Requirements.
Please count the lines in the items below that contain the string "tank", and reply with that number alone.

Available data.

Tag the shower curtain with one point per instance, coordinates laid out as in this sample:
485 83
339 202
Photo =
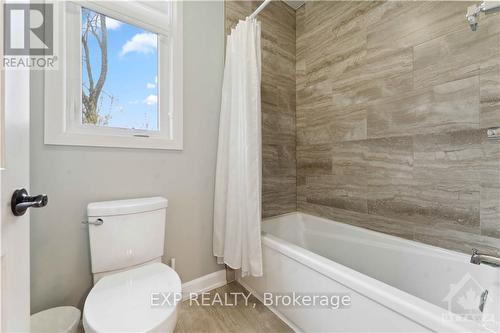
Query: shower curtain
237 203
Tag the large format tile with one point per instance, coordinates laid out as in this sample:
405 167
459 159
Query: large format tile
490 93
456 55
445 107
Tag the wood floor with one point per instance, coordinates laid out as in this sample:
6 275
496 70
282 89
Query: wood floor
253 317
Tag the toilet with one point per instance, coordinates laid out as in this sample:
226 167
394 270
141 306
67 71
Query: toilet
126 246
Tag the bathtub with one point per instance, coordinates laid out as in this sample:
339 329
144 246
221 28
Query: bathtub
394 285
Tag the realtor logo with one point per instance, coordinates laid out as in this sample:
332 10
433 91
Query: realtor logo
468 300
29 29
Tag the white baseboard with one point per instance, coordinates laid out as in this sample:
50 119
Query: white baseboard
273 310
204 283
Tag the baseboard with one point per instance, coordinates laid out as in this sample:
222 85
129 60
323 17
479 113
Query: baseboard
273 310
204 283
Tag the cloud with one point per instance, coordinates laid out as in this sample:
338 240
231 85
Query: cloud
144 42
151 100
112 24
150 85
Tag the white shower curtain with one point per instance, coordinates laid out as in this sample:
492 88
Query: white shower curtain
237 203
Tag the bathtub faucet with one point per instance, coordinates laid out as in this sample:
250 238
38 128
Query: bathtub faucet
479 258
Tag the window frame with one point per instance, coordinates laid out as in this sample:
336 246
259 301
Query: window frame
63 126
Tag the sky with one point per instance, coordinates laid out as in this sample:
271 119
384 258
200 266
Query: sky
131 78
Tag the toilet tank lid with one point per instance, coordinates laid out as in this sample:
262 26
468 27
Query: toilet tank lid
129 206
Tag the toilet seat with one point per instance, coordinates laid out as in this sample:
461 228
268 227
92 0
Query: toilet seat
122 302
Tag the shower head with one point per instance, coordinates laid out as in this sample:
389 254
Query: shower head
474 11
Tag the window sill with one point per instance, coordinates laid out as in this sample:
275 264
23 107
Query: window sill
113 141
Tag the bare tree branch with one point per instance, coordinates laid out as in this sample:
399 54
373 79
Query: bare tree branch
95 26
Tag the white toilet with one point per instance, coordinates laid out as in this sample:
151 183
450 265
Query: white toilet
126 244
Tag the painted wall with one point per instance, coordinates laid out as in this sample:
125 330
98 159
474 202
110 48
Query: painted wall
393 99
278 101
74 176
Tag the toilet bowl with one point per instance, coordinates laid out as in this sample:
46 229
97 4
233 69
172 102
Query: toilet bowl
122 302
127 240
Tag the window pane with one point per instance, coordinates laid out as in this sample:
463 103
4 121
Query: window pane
119 74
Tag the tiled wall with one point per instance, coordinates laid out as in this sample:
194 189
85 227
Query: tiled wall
278 102
392 102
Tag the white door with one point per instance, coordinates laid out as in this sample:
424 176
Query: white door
15 265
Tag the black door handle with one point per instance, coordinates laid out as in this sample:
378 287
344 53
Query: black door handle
21 201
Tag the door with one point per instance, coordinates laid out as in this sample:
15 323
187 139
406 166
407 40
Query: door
15 265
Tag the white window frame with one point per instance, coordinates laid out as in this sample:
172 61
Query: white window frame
63 87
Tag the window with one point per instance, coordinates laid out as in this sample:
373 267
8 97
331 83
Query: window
122 76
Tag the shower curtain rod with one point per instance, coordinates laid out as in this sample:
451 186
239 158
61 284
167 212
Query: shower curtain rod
259 9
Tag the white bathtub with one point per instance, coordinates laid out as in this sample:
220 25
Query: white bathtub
395 285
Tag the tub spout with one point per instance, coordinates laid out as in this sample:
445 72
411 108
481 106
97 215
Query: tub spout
479 258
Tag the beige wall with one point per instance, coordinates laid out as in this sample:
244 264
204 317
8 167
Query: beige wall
75 176
278 102
393 99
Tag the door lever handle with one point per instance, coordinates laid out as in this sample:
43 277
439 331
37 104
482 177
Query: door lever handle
21 201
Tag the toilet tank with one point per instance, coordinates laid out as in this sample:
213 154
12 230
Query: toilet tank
132 232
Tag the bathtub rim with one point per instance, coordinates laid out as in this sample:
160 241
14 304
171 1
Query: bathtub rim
410 306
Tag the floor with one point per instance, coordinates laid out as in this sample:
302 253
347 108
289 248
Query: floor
195 317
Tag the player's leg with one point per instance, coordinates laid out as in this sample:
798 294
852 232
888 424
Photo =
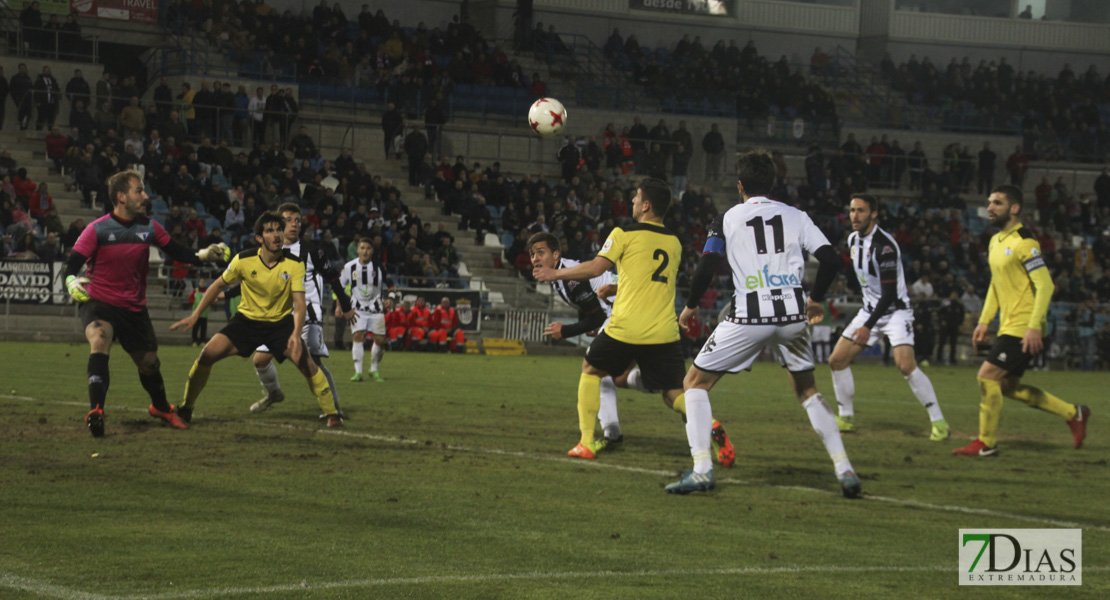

Exercise answer.
4